-- start Data shown --

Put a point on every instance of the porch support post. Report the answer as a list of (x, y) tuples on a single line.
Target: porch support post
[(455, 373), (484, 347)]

-- end Data shown --
-- start Data shown --

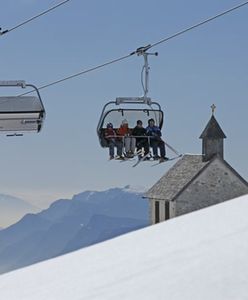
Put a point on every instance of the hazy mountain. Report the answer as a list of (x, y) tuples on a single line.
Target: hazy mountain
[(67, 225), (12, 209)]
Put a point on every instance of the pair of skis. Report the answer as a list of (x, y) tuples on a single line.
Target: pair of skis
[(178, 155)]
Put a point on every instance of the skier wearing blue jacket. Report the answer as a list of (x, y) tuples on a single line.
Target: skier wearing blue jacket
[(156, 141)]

-- end Data shown --
-- start Data shown --

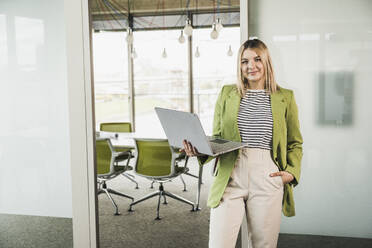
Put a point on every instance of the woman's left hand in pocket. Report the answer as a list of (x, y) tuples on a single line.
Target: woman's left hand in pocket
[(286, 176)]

-- end Data shown --

What you need to do → Please put everything from the line containing "Put a point on every instance of the porch" down to the line containing "[(455, 373), (484, 347)]" into a two-column CSV with the columns input and output, one row per entry. Quote each field and turn its line breaks into spaces.

Result of the exercise →
input,output
"Put a point on every instance of the porch support post. Report the answer as a list of (x, y) tuples on a single line. Target: porch support post","[(455, 373), (484, 347)]"